Exactly as written, give again the line with "Can you see the winding" and all subsequent lines through the end of the records.

▬▬▬▬▬▬

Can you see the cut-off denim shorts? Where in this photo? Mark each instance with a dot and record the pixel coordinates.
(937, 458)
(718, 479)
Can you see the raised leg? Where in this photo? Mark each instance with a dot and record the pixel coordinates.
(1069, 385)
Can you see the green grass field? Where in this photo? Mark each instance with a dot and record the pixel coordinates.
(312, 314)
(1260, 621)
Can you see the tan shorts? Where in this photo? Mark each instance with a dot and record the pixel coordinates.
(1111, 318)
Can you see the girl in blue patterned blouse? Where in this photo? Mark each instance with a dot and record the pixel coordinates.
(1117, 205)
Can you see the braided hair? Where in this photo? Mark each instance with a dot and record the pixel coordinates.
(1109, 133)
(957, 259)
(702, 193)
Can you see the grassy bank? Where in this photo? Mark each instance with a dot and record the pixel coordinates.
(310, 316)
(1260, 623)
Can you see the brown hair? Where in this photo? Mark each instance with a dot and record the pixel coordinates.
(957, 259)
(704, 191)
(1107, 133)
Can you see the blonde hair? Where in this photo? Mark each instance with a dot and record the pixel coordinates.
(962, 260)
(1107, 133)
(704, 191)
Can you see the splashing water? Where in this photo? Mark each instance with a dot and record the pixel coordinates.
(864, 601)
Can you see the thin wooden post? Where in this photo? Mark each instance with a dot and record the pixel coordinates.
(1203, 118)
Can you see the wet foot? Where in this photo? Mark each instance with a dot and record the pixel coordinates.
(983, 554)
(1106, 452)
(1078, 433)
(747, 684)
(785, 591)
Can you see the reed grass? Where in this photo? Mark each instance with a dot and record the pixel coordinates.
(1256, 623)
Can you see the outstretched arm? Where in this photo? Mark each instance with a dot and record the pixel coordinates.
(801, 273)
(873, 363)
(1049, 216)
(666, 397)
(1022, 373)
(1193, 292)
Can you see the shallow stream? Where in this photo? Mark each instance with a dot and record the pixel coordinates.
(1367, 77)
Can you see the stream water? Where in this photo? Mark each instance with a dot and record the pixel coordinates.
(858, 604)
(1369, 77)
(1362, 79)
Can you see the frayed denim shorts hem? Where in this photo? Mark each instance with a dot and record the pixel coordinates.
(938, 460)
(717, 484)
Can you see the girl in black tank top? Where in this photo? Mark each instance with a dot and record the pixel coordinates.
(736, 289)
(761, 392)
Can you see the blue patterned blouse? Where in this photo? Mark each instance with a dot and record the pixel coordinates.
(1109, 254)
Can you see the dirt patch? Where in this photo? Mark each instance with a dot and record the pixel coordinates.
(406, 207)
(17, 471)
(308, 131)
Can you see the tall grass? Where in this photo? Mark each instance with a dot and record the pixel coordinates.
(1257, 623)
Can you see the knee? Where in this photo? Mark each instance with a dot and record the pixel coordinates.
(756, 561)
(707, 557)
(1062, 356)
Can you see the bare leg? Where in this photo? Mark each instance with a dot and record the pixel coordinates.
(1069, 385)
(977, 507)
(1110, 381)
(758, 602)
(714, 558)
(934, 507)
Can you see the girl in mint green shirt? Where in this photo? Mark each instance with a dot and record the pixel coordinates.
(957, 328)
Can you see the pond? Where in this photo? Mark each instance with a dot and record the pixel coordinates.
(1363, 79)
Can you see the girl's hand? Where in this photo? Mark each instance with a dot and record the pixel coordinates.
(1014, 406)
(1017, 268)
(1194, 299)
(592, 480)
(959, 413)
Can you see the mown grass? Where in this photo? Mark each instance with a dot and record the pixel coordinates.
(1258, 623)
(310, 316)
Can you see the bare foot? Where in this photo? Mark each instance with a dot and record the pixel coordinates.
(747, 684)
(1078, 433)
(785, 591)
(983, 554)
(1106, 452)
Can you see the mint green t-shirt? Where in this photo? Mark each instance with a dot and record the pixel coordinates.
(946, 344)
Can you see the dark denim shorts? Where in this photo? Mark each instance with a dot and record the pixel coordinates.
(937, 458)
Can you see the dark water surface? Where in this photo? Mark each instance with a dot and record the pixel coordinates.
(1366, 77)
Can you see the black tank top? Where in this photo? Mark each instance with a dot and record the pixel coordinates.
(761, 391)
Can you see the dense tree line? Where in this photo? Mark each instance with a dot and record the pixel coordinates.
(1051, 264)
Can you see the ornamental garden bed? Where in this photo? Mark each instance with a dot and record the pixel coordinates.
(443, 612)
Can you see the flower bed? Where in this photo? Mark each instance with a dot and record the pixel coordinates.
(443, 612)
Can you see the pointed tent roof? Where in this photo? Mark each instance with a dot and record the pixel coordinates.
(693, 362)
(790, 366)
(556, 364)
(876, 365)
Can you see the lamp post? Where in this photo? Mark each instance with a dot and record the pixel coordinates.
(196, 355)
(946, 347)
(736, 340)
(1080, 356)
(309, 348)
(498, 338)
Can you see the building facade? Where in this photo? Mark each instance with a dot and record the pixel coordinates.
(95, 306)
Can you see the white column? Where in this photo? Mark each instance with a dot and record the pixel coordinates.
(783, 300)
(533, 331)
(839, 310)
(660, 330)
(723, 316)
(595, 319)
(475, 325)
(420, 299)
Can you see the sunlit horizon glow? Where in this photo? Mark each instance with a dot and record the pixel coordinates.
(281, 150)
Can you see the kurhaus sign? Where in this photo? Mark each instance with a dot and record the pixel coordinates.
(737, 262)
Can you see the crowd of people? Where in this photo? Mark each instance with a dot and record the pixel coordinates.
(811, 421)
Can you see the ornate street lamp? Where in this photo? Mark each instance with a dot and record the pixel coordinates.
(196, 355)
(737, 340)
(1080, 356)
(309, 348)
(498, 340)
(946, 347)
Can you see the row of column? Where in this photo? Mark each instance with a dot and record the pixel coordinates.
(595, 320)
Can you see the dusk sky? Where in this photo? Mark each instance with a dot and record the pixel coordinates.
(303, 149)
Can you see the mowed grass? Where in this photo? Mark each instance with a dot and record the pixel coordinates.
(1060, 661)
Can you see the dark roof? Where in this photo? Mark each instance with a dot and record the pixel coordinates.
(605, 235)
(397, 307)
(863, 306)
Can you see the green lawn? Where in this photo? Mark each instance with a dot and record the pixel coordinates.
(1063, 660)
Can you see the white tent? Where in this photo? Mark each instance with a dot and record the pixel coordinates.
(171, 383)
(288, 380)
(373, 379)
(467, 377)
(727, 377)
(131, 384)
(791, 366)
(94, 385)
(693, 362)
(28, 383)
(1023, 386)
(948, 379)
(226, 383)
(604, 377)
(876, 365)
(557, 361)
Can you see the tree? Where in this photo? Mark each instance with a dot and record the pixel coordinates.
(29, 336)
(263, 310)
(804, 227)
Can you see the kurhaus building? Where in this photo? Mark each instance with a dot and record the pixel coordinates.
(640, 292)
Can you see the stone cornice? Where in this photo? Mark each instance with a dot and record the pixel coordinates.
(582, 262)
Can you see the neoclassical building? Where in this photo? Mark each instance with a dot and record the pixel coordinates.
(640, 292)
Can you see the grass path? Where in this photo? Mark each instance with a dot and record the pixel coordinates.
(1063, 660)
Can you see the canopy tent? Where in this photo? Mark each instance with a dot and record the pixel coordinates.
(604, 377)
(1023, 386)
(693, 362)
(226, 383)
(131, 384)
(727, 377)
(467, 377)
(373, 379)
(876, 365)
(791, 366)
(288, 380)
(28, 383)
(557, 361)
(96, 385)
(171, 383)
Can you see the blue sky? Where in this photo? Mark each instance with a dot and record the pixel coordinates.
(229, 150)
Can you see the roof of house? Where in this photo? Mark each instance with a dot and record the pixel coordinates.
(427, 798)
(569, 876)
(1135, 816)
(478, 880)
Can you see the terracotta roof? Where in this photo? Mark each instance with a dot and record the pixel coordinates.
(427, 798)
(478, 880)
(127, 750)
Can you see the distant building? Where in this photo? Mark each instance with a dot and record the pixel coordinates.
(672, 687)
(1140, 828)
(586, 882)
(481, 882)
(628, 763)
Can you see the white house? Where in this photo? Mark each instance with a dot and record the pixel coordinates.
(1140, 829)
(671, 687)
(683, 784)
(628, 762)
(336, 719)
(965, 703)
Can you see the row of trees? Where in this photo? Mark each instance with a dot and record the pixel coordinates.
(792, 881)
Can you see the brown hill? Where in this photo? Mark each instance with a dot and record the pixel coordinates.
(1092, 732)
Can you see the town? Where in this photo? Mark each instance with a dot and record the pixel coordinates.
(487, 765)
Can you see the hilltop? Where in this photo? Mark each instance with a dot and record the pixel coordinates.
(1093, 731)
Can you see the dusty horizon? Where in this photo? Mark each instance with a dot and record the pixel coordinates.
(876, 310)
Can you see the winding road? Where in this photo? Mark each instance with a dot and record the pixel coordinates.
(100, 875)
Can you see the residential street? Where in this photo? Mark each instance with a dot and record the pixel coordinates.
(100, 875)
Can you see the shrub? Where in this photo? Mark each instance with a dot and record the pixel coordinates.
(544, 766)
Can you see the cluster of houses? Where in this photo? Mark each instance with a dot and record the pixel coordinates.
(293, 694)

▬▬▬▬▬▬

### OUTPUT
Can you see the winding road? Where in this photo? Mark each instance with a dot and record the pixel coordinates.
(100, 875)
Can you see the residential street? Where in this photo? Mark each instance with a dot and record the pixel coordinates.
(100, 875)
Can you see the shrub? Where in this photo? Mark each instance with a dot and record the pixel coordinates.
(544, 766)
Can you see the cluster of houses? Where in this photo? Mark each instance with a dot and record the pixel coordinates.
(293, 694)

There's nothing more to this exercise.